**Data lines**:
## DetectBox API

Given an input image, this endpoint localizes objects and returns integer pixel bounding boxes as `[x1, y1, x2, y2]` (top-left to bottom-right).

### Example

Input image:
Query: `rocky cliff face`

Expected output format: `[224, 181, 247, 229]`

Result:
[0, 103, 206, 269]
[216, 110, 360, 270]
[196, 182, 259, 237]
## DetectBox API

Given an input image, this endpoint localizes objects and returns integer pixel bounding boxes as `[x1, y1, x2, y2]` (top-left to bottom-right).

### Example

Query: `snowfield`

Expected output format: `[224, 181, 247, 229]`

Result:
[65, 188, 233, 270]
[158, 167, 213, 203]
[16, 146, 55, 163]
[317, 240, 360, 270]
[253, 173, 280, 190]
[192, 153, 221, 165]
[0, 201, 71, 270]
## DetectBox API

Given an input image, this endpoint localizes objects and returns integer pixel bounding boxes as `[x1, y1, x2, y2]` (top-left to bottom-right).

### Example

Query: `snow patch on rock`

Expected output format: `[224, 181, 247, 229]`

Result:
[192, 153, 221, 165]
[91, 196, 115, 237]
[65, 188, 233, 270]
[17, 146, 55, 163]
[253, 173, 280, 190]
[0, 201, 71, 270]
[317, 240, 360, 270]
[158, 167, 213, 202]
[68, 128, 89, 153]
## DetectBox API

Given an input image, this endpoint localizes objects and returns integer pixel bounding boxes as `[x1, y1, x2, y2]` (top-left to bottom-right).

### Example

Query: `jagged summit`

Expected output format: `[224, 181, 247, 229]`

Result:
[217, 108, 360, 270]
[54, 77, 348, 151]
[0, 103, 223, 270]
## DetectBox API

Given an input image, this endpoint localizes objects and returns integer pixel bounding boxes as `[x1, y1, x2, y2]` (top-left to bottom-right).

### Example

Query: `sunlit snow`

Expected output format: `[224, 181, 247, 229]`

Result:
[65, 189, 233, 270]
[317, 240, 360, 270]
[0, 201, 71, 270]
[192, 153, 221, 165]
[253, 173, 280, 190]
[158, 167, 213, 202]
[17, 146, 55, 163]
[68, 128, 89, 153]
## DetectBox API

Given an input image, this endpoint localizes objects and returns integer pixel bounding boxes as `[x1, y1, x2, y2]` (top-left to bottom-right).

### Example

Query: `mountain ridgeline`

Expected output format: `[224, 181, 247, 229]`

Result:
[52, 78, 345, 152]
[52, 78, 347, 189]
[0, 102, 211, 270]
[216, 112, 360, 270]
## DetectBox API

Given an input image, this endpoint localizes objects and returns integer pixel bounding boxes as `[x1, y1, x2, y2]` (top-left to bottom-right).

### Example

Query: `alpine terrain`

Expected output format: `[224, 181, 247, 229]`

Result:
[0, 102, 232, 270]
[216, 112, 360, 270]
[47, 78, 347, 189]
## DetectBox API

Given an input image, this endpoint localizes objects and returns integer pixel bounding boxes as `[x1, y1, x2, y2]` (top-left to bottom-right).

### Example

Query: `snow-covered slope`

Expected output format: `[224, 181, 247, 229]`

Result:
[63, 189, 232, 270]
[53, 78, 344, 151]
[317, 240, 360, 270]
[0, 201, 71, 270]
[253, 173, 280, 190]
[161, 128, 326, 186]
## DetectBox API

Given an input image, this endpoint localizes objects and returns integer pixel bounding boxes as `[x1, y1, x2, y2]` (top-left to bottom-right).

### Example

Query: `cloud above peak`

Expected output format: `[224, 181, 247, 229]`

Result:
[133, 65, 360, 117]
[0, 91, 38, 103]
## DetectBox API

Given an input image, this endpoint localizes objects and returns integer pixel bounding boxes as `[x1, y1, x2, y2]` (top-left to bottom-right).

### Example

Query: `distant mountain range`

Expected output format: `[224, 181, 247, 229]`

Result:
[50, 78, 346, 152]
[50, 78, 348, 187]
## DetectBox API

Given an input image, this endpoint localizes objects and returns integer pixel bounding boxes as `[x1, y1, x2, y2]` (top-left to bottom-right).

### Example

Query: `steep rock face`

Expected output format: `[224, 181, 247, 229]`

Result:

**STATED GOAL**: Extract every line of the items above that contains the string "mountain", treating uppercase and lowercase letters as distinct.

**WRITTEN SOLUTION**:
Query: `mountain ridgeline`
Query: `distant mountain range`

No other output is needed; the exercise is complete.